- **Cosa fare**
Prosegui l'articolo sulla mitologia norrena in God of War a partire dal punto in cui si interrompe.

- **Sezione del documento**
########################################

Rush finale, o quasi: con questo 35° appuntamento della Tana dell’Orso, infatti, accompagneremo Kratos e Atreus nella quarta parte della loro esplorazione della mitologia norrena.
Ricapitoliamo brevemente il viaggio finora intrapreso all’interno di God of War (2018), conosciuto anche come God of War 4:
nella quarta tappa, invece, seguiremo il Fantasma di Sparta e suo figlio in uno scatto che, con ogni probabilità, ci porterà a un passo dal traguardo.
Come già detto e ribadito negli appuntamenti precedenti, la software house SIE Santa Monica Studio ha attinto a piene mani dall’Edda poetica, dall’Edda in prosa e, in generale, dal corpus letterario e mitologico che ruota attorno agli eroi scandinavi e al pantheon norreno e germanico.
Va detto che, in effetti, mitologia norrena non è il termine più corretto per riferirsi a questi temi, ma l’ho usato -e con ogni probabilità continuerò a usarlo- non soltanto per comodità d’uso, ma anche per fare in modo che il frutto di intere nottate di ricerca e di lavoro sia facilmente raggiungibile da chi si dovesse prendere la briga di cercare articoli sulla mitologia di God of War.

########################################

- **Dati forniti**
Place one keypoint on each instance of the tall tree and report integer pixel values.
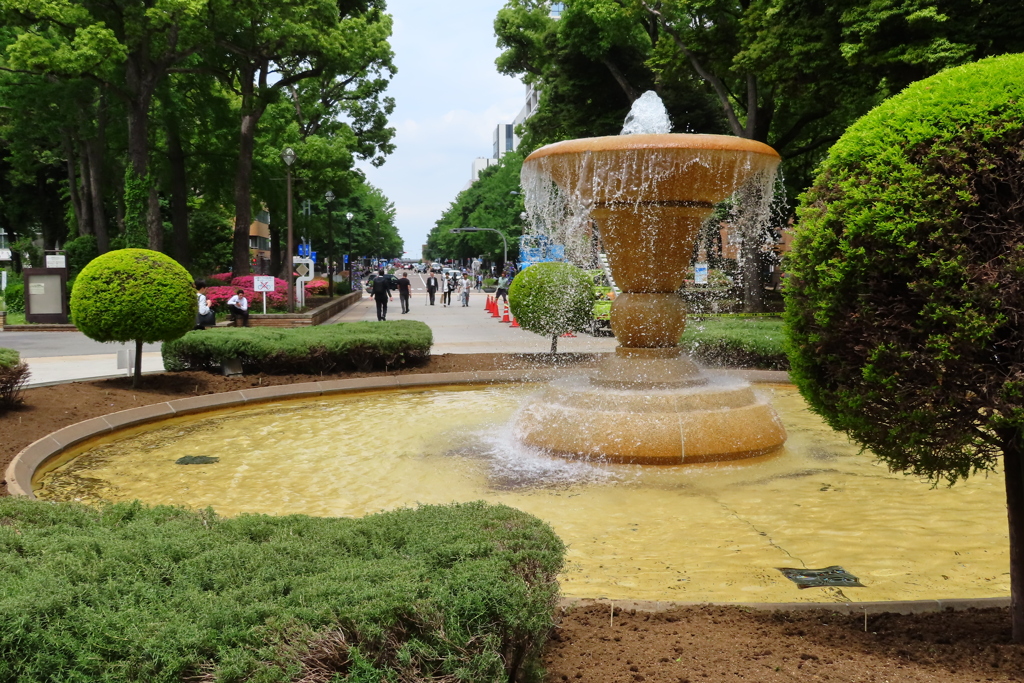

########################################

- **Risposta**
Intere nottate, dicevamo, trascorse a leggere l’Edda di Snorri Sturluson e -per creare la giusta atmosfera- ad ascoltare Wardruna e Danheim, accompagnando il tutto con qualche monografia ad hoc e con l’occasionale manuale di Filologia Germanica abilmente sgraffignato a qualche ignaro amico. Ti rendo omaggio, o mio semi-volontario collaboratore: ti riconoscerai senz’altro in queste righe.
Dopo aver recuperato la Runa Nera e aver raggiunto e riattivato il portale per Jötunheim, siamo lì lì per varcarlo quando, all’improvviso, Baldur ci placca e ce le suona di santa ragione.
Mímir, poraccio, ci aveva anche avvertiti di aver notato i segni della presenza di un drago, ma Kratos aveva preso la cosa un po’ sottogamba. Mentre la saggia e (quasi) onnisciente testa mozzata prova a ragionare con Baldur, rimediando anche un calcio in faccia per buona misura, l’ex-dio della guerra fa quello che sa fare meglio: entra in ira e carica, incassando un sacco di legnate e finendo, nel contempo, per distruggere il portale che l’avrebbe condotto a destinazione.
Atreus viene rapito, si rievoca la boss fight della Spine of Deathwing del raid Dragon Soul di World of Warcraft: Cataclysm (Bei tempi! Lo erano, lo erano.), poi si finisce per incasinare l’autostrada cosmica nel Tempio di Tyr e così, de botto, senza senso, ci ritroviamo tutti in Helheim.
Eravamo già stati nel Reame dei morti senza onore, ricordate? Freya ci aveva mandati a recuperare il cuore del povero Guardiano del Ponte dei Dannati, finito poi in un calderone come ingrediente della pozione che aveva rimesso in piedi il nostro Atreus.
Ora, se vagate per Helheim e trovate una misteriosa nave, cosa fate? Salite a bordo e salpate verso casa, no?
Meglio di no. Probabilmente quella nave si riferisce a Naglfar, l’imbarcazione costruita con le unghie dei dannati, che porterà le forze del Caos nel campo di battaglia di Vígríðr, dove si scontreranno con gli Aesir, i Vanir e i mortali degni di quest’onore. Sto semplificando tantissimo.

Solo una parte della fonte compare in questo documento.